* _TEXTAUSSCHNITT_
—————
Düsseldorf,
26
Februar
2018
|
00:00
Europe/Berlin

Nord Stream 2! Für ein starkes Europa

Namensartikel von Klaus Schäfer (Uniper), Mario Mehren (Wintershall) und Rainer Seele (OMV)

Zusammenfassung

Hinweis (Stand Juli 2022): In diesem Artikel ging es zur Zeit seiner Entstehung vor allem um eine marktbezogene Sichtweise auf russische Pipeline-Lieferungen im Vergleich zu US-amerikanischen LNG-Lieferungen nach Europa. Einzelne Aspekte, insbesondere im Hinblick auf die Verlässlichkeit russischer Gaslieferungen, sind aus heutiger Sicht sicher anders zu bewerten. Was die in dem Artikel angesprochene notwendige Diversifizierung von Gasbezügen angeht, hat Uniper bereits damals US-amerikanisches LNG eingekauft: Uniper war das erste deutsche Unternehmen, das einen langfristigen LNG-Vertrag mit den USA abgeschlossen hat, und wir haben uns schon viele Jahre um den Bau eines eigenen deutschen LNG-Terminals in Wilhelmshaven bemüht.

Nord Stream 2 ist eine Milliardeninvestition in hochmoderne europäische Gasinfrastruktur, in die sichere Versorgung der Menschen und der Industrie in Europa mit Gas. Doch zuletzt ist die öffentliche Diskussion über die Ostseepipeline eine bizarre geworden. In den meist oberflächlichen, emotionsgetriebenen Debatten finden die Fakten kaum mehr Niederschlag.

Gas wird als Standortfaktor der Industrie immer wichtiger

Die Europäische Union ist als Wirtschaftsunion erfolgreich. Aber als politische Union ist die EU nicht in gleichem Maße mitgewachsen. Immer öfter stehen aber nationale Eigendynamiken und politische Blockadehaltungen dem weiteren Erfolg Europas im Weg. Enormen Beitrag zur Wertschöpfung und Wohlstand in Europa leistet die produzierende Industrie, die im globalen Wettbewerb mit Anbietern aus Asien und den USA steht. Viele der für Europa wichtigen Branchen sind energieintensiv. Diese brauchen eine zuverlässige und wettbewerbsfähige Energieversorgung.
—————
* _BEREITGESTELLTE ANGABEN_
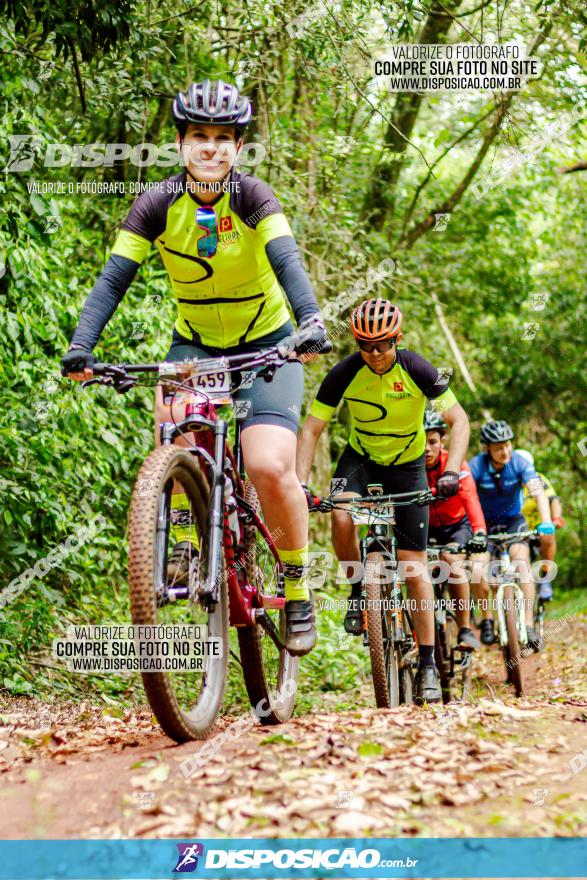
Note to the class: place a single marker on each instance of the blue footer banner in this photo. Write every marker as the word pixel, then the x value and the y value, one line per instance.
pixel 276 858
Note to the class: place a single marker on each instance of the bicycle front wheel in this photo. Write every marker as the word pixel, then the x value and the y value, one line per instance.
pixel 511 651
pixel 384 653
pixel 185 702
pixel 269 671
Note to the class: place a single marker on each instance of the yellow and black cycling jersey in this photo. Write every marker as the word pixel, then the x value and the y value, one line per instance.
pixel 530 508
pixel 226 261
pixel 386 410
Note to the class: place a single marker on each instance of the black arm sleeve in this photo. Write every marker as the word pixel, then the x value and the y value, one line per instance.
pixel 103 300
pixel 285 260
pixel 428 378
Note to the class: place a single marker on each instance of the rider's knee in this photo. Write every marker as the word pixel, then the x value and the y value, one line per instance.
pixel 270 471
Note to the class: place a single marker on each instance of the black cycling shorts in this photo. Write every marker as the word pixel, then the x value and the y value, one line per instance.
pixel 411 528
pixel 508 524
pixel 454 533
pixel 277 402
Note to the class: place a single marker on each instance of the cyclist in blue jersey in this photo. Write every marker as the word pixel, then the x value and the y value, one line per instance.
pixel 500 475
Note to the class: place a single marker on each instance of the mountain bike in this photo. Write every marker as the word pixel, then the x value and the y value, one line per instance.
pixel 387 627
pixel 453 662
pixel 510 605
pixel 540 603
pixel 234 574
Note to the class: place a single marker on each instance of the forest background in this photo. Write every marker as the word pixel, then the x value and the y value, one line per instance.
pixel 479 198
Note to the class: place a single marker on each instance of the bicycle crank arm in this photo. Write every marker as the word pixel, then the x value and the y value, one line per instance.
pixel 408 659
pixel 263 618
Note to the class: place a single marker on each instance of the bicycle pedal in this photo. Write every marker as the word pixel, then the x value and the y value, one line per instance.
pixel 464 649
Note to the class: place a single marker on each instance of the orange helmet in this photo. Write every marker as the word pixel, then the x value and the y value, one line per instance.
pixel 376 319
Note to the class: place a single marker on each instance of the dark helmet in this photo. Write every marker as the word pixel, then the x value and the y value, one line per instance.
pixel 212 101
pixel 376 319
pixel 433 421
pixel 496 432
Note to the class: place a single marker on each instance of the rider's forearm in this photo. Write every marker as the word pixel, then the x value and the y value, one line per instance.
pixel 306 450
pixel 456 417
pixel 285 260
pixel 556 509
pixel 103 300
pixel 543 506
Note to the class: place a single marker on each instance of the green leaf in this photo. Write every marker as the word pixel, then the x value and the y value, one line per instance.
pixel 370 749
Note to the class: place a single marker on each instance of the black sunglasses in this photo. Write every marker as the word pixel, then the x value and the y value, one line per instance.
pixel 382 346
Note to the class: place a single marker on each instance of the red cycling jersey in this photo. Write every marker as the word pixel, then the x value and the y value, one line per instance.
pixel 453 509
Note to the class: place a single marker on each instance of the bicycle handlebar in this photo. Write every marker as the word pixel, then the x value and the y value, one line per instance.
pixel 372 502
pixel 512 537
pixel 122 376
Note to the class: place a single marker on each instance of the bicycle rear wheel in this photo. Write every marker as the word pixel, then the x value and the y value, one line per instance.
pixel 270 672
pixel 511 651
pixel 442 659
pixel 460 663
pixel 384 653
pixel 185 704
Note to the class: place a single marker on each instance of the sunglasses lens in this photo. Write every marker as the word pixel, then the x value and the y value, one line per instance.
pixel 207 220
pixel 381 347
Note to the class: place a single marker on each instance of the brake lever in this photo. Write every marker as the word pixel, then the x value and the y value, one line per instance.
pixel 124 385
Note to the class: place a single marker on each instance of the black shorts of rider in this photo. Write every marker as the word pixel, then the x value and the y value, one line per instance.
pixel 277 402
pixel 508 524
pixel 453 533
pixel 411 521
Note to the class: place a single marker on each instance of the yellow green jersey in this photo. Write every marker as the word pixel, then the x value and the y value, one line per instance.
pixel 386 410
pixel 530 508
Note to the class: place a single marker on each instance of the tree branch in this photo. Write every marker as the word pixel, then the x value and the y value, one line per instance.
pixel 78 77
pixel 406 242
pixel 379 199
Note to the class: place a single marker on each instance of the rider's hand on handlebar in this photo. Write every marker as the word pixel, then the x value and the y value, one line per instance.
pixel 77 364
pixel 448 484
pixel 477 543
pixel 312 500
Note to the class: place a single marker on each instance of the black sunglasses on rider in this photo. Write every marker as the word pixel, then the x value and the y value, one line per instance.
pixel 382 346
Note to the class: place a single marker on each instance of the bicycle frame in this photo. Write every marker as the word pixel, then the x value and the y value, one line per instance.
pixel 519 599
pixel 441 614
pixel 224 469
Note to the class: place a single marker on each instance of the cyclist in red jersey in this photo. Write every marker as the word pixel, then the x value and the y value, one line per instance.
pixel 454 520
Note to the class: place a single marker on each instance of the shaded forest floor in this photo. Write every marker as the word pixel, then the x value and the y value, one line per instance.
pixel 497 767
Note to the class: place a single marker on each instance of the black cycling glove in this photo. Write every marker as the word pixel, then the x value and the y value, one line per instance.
—————
* _ZU ERLEDIGENDE AUFGABEN_
A) Gib den Teil des Artikels zu Nord Stream 2 erneut wieder, der mit den Worten "Zusammenfassung" anfängt und mit "in Wilhelmshaven bemüht." aufhört, und tausche dabei "Diversifizierung" gegen "Streuung" aus.
B) Schreib bitte den Artikel zu Nord Stream 2 im Anschluss an seinen letzten Satz weiter.

* _ANTWORTEN JE AUFGABE_
A)
Zusammenfassung

Hinweis (Stand Juli 2022): In diesem Artikel ging es zur Zeit seiner Entstehung vor allem um eine marktbezogene Sichtweise auf russische Pipeline-Lieferungen im Vergleich zu US-amerikanischen LNG-Lieferungen nach Europa. Einzelne Aspekte, insbesondere im Hinblick auf die Verlässlichkeit russischer Gaslieferungen, sind aus heutiger Sicht sicher anders zu bewerten. Was die in dem Artikel angesprochene notwendige Streuung von Gasbezügen angeht, hat Uniper bereits damals US-amerikanisches LNG eingekauft: Uniper war das erste deutsche Unternehmen, das einen langfristigen LNG-Vertrag mit den USA abgeschlossen hat, und wir haben uns schon viele Jahre um den Bau eines eigenen deutschen LNG-Terminals in Wilhelmshaven bemüht.

B)
Der Energieträger Erdgas ist dafür die Grundsäule und wird in dieser Rolle noch bedeutender werden, insbesondere, wenn Europa seine ambitionierten Klimaziele erreichen will. Dafür brauchen wir nicht weniger, sondern mehr Gas – als Partner der Erneuerbaren. Heute kann sich Europa noch zu einem großen Teil aus eigener Produktion mit Gas versorgen. Doch die heimische Produktion nimmt rascher ab als ursprünglich prognostiziert. Gleichzeitig steigt die Nachfrage, auch das ist unter den Experten unbestritten. Gas wird vor allem Kohle ersetzen und zusammen mit dem Zuwachs aus erneuerbaren Energien eine klimafreundliche und sichere Energieversorgung ermöglichen. Steigender Bedarf trifft sinkende Eigenproduktion – das heißt: Europas Importbedarf für Erdgas wächst.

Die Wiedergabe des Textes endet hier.